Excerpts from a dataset

Content starts

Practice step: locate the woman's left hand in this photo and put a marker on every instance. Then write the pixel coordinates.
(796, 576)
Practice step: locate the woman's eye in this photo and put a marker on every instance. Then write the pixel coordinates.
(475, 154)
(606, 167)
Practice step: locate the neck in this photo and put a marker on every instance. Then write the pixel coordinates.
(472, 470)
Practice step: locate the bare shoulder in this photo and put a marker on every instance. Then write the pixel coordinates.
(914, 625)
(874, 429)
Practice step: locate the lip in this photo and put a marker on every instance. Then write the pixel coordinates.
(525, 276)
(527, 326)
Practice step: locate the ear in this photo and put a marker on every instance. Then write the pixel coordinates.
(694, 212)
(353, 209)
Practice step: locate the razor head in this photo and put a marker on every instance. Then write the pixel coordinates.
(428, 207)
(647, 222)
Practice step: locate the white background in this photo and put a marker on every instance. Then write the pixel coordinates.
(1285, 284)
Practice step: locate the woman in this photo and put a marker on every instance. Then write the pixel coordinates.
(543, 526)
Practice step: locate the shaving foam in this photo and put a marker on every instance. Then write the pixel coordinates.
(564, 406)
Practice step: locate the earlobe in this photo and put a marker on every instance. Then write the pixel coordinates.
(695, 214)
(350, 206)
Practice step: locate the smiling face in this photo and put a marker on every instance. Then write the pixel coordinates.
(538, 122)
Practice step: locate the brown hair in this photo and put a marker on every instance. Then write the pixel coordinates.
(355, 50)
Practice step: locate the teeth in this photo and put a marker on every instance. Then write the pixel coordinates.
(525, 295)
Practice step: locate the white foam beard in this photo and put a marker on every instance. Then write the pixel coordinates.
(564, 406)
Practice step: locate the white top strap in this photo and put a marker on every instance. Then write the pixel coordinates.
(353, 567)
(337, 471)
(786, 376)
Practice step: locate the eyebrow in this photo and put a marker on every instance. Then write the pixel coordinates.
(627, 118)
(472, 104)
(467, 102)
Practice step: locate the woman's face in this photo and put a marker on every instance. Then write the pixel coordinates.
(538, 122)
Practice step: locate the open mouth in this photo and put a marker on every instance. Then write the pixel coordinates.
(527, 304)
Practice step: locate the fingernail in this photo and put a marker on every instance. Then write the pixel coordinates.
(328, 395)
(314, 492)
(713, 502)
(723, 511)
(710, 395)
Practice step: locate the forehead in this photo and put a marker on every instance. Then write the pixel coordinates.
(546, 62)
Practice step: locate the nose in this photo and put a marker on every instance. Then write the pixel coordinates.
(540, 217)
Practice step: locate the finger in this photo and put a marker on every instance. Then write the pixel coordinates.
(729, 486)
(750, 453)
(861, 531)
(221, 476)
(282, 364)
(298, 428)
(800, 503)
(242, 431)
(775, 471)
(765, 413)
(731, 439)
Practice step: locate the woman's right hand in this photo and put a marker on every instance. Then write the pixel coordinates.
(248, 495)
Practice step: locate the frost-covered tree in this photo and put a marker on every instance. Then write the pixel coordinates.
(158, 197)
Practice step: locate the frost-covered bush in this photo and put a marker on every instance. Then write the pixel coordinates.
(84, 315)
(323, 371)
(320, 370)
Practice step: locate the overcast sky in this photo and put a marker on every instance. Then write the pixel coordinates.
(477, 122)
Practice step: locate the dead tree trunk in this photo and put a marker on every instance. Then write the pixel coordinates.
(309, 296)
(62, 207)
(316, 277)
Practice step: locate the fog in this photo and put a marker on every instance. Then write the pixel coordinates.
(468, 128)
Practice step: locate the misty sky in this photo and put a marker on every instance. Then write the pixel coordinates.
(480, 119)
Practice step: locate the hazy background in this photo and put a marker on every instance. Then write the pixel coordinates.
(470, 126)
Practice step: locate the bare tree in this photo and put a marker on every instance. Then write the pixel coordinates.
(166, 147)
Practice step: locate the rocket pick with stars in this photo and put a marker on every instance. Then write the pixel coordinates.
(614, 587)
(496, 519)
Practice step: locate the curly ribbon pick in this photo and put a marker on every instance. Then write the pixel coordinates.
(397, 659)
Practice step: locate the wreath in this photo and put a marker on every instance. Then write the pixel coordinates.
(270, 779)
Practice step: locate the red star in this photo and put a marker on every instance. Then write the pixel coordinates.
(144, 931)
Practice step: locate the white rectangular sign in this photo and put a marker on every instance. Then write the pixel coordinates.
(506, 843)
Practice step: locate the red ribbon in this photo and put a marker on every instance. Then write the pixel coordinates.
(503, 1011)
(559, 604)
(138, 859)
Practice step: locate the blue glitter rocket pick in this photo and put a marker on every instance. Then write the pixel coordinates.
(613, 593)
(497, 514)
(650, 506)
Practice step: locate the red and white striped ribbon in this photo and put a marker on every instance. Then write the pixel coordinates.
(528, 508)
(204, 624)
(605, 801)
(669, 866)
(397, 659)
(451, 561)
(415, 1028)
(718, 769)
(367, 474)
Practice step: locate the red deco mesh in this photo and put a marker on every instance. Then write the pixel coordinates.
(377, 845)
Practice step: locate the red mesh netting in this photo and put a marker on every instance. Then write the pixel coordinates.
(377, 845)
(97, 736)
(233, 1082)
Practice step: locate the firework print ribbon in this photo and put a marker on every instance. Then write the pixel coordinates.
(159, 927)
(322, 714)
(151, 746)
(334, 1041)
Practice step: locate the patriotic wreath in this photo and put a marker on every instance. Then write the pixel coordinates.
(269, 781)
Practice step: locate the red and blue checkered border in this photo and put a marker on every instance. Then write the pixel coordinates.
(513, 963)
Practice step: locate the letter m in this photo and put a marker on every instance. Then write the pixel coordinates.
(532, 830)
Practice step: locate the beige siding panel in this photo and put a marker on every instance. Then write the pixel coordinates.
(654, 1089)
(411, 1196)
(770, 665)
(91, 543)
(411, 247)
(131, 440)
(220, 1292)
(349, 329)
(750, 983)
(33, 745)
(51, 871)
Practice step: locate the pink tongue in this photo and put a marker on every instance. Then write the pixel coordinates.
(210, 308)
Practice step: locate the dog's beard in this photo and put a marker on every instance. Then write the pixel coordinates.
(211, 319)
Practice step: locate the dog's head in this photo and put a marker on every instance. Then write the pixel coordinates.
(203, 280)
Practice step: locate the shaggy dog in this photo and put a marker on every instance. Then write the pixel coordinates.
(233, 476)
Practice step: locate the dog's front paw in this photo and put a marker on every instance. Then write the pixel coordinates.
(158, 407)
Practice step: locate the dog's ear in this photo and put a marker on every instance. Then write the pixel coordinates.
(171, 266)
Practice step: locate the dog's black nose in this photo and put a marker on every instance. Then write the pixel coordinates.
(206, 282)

Content ends

▸ What is required:
Repeat exactly, and only, the lines from the line containing "Practice step: locate the dog's front" through the last line of the records above, both included.

▸ Solution for this task:
Practice step: locate the dog's front paw in this photo and put a marker on every instance. Then write the pixel coordinates.
(158, 407)
Practice step: locate the dog's ear in this photo and put a marker on every instance. Then write the pixel coordinates.
(171, 266)
Practice step: locate the dog's black nose in this photo and put a marker on every instance. Then write the pixel coordinates.
(206, 282)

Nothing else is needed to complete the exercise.